* PROBLEMS AND TASKS:
**1.** According to the article about Josh Quigley, why did he end his round-the-world cycle trip after nine weeks? Answer in one to three sentences.
**2.** List every quantity, with its unit, that the article about Josh Quigley gives for his age, his trips and his car crash.
**3.** Extend the article about Josh Quigley's cycling trip, starting right after its last sentence.

* SOURCE TEXT:
════════

But just nine weeks into his trip, Josh Quigley – known to most as the “Tartan Explorer” – has called it quits after realising that helping Scots is his main priority.

The 23 year-old, who was on the brink of death last year after he deliberately crashed his car into a barrier on the M8, wants to help others suffering from mental health issues, with the support from his friends and family.

Josh, from Livingston, said: “I went searching for something that was right in front of me the whole time,

“For me, embarking on my trip around the world was not only to raise awareness for mental health, but to find myself.

“After nine weeks, and nine countries, I have successfully done that and I’m in a happier place now.

“I need to be in Scotland to do what I want to do.”

After completing a 1500-mile cycle trip around Scotland in March, Josh decided to go one step further, and cycle around the world to tell people his story.

The former pupil of Deans Community High School had planned to travel 50,000 miles, but his trip was cut short when he became homesick, and realised what really mattered in his life.

Josh said: “At first cycling across the globe seemed like a good idea but when I started it, I realised there were so many other things I could be doing to help others.

“Cycling for multiple hours a day isn’t really helping anybody, I want to be working with charities, schools, and other organisations, to tell people my story. Now that I’ve helped myself, it’s time to help others.”

Josh was rushed to hospital at the start of 2015, after he crashed his car on the busy motorway at 80mph in a bid to take his own life.

════════

* SUPPLIED DATA:

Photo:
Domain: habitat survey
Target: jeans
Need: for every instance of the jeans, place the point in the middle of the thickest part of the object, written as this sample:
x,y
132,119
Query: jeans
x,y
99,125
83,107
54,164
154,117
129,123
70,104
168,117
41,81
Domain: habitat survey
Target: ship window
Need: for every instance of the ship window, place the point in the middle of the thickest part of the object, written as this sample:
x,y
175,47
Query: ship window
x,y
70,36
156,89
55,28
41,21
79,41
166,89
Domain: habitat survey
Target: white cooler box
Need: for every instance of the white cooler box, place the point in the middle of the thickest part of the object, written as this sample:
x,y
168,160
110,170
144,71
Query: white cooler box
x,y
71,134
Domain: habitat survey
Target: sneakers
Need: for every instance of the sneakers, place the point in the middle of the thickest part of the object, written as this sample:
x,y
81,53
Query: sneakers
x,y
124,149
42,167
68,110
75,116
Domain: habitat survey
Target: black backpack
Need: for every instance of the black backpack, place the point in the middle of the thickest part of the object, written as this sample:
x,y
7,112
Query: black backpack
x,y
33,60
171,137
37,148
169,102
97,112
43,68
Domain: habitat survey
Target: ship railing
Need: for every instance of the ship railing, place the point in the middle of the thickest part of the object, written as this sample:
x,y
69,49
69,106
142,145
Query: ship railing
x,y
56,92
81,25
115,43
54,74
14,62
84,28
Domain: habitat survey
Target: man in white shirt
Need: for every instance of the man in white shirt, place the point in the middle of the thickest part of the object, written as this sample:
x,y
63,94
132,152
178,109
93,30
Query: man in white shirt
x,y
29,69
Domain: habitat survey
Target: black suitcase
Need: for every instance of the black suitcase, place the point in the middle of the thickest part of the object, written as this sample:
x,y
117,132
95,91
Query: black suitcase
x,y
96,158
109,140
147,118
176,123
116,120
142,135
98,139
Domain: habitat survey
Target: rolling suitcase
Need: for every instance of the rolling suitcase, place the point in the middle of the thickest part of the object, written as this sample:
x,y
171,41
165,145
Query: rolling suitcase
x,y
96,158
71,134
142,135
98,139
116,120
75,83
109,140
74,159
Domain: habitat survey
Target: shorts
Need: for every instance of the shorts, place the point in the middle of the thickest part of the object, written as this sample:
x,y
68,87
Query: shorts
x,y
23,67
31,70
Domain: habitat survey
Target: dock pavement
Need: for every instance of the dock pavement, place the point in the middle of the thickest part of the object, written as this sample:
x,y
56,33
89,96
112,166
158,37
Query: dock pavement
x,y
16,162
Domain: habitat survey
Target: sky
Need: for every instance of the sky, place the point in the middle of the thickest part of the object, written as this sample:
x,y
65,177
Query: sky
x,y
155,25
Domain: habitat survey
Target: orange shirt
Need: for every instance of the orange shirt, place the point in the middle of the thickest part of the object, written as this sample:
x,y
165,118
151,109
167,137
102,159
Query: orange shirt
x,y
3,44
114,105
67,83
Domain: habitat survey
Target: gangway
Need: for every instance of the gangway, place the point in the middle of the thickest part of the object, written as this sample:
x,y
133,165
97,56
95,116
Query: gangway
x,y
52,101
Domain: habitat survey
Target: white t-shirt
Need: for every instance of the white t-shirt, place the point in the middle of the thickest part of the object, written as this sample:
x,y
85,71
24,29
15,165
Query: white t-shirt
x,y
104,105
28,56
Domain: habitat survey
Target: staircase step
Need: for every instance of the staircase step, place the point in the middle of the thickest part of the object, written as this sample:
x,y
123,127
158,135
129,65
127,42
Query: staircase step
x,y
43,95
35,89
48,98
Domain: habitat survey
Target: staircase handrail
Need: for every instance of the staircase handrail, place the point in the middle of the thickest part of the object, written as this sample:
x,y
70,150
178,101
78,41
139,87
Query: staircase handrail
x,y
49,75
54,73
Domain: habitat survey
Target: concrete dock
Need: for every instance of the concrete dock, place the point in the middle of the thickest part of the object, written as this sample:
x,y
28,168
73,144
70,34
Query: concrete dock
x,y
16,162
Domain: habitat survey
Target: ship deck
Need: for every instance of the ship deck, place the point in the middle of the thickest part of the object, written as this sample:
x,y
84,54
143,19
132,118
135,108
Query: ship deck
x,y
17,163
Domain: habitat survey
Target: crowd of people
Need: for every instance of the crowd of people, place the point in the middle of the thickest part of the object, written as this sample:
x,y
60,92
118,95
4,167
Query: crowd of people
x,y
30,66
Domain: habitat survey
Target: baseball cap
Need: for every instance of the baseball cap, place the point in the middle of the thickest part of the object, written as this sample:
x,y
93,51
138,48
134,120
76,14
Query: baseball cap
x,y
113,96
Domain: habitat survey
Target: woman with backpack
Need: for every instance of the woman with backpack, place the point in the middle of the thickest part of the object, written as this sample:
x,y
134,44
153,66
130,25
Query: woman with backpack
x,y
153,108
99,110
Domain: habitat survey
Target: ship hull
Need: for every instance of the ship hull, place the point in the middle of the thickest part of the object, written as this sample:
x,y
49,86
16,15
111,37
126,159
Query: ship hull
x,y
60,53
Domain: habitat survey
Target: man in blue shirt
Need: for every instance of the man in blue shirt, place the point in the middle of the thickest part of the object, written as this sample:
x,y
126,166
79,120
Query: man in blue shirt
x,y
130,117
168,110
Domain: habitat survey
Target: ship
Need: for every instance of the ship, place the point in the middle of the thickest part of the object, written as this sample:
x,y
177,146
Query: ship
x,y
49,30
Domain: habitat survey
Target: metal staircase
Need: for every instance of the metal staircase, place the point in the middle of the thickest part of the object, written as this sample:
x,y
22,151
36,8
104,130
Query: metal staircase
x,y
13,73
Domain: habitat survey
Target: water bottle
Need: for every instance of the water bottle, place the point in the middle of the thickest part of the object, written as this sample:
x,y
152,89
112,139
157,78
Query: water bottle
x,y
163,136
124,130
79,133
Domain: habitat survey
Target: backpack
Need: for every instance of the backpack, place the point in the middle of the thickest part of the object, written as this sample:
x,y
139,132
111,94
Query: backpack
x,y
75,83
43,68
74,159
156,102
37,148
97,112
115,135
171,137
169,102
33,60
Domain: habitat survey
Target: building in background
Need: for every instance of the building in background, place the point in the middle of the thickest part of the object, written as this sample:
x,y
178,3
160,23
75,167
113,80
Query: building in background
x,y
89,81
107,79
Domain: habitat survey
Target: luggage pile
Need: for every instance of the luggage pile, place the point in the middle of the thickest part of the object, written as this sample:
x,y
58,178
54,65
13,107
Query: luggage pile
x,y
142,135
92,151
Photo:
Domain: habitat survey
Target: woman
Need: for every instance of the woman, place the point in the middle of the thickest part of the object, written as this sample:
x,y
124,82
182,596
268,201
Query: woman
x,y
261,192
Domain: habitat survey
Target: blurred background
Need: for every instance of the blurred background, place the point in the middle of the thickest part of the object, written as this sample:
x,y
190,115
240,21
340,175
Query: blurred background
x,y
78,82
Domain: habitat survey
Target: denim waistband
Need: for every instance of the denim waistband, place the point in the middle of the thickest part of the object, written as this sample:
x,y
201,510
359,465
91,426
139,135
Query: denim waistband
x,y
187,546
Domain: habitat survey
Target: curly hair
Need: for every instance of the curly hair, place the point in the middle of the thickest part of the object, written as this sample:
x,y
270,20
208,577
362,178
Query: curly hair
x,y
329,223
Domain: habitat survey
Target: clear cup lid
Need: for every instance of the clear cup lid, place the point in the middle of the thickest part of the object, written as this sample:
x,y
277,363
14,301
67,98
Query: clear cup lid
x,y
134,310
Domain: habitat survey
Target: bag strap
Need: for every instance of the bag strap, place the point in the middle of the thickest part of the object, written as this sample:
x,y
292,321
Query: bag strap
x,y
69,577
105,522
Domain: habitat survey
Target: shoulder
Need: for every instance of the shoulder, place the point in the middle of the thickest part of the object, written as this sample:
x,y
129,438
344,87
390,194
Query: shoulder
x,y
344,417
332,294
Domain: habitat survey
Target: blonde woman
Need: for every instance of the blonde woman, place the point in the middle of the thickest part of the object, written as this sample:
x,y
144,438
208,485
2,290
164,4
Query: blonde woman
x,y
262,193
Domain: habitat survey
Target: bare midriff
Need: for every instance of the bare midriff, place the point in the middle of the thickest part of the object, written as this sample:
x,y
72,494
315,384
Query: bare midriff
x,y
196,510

════════

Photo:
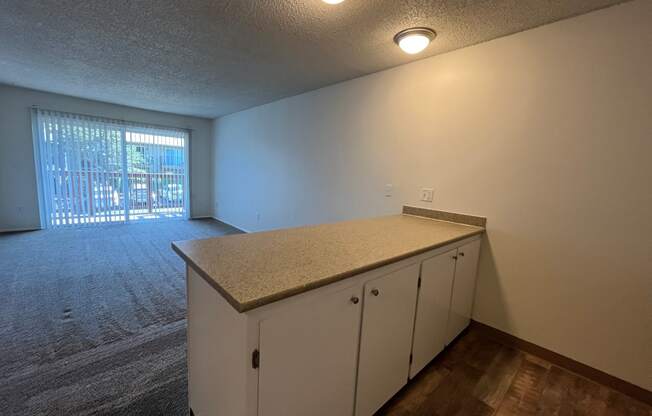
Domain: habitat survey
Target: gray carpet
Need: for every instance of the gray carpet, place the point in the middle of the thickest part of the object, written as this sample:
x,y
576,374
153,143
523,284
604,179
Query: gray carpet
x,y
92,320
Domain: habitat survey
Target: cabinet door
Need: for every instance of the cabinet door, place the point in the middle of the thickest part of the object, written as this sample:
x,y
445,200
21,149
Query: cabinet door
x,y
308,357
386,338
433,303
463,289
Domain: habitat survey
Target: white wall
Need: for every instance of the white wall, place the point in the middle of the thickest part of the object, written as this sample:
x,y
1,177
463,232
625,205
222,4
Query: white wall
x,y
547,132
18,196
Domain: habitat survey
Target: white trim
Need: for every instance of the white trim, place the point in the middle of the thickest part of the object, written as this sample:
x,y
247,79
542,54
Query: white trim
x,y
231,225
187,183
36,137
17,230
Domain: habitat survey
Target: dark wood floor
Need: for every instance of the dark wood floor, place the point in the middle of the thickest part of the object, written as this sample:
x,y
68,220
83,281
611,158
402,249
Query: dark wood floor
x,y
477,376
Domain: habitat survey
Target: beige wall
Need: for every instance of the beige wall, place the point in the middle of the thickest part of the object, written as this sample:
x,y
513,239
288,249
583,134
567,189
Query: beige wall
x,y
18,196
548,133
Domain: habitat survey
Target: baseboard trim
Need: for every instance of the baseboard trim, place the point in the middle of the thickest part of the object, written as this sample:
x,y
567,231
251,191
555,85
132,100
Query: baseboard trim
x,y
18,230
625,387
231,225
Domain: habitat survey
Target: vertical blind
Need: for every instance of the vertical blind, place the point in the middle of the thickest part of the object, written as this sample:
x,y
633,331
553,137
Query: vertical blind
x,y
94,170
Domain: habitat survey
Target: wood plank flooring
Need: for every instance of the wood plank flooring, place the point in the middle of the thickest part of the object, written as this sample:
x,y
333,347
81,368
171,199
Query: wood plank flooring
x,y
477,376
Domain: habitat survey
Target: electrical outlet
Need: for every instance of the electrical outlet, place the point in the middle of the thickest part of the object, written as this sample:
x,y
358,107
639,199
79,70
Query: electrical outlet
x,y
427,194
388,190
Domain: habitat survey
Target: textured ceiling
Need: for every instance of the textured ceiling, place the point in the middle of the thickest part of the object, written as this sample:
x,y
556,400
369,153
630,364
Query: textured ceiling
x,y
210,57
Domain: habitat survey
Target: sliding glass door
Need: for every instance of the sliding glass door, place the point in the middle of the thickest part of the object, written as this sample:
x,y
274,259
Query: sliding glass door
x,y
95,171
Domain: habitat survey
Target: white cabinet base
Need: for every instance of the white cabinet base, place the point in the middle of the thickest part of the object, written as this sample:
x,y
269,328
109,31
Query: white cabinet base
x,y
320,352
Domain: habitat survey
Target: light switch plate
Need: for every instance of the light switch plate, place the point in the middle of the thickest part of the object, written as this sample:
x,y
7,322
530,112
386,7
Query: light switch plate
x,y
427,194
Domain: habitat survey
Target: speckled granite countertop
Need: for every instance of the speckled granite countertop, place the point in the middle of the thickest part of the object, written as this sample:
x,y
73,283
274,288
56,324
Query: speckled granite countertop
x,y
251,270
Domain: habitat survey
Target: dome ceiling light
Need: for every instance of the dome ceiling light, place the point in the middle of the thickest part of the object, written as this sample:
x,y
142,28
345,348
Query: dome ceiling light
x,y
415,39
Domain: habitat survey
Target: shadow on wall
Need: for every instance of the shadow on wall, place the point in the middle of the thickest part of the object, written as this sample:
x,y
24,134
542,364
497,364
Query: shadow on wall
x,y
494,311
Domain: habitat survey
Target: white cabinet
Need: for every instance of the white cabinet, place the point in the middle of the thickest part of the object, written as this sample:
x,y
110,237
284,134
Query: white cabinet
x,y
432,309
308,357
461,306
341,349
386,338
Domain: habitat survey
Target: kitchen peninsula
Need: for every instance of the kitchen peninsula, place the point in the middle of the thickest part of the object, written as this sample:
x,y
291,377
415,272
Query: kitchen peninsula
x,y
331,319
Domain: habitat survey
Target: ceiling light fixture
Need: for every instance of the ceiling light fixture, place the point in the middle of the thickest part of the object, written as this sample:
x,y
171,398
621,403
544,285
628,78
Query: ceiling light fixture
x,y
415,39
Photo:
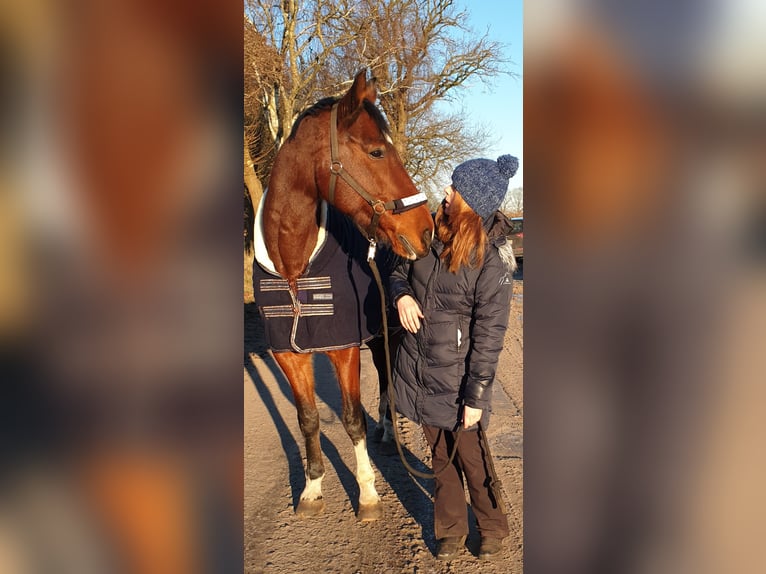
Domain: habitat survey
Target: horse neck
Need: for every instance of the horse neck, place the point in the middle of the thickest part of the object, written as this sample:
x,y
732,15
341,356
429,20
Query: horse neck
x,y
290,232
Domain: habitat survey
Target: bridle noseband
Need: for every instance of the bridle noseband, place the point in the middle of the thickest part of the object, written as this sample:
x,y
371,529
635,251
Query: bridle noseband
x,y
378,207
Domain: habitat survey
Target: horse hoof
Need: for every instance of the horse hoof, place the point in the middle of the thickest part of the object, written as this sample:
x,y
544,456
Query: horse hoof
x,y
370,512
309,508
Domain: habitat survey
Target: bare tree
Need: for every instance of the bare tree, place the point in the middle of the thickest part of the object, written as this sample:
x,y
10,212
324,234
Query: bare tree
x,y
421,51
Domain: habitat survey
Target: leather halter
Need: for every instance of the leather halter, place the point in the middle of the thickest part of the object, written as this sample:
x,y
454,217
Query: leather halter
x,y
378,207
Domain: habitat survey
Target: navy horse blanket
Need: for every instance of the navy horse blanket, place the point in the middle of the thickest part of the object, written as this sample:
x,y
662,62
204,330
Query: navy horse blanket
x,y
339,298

════════

* ANSWERS TO THE PROBLEMS:
**1.** He realized that helping people in Scotland was his main priority, and that he could do more for others by working with charities, schools and other organizations to tell his story than by cycling for hours a day. He had also become homesick and felt he needed to be in Scotland to do that work.

**2.**
- 23 years (his age)
- Nine weeks (time into the world trip before he quit)
- Nine countries (visited on the world trip)
- 1,500 miles (his cycle trip around Scotland)
- 50,000 miles (planned distance of the world trip)
- 80 mph (his speed when he crashed on the M8)

**3.**
But the catastrophe was a turning point, as he transformed his life, and realised his experience could help others.

Josh said: “It’s amazing how different I feel now in comparison with how I did last year.

“For years I suffered from depression and mental health issues and I don’t know what caused it.

“Things got really intense and I decided that I was going to try and take my own life.

“After I survived that, I realised there must have been a reason why I was still here and my mindset changed completely.”

Throughout his 2000-mile journey – after visiting countries such as France, Germany and Belgium – Josh became interested in other world issues, as well as mental health.

He began offering food to homeless people and set up a campaign “Feed the Homeless of the World”, which raised £1500 in just five days.

He added: “I received so many messages of support while I was on my travels which I am so thankful for, it’s just been amazing.

“I’m so pleased I’ve got the message out there and my story has influenced others.”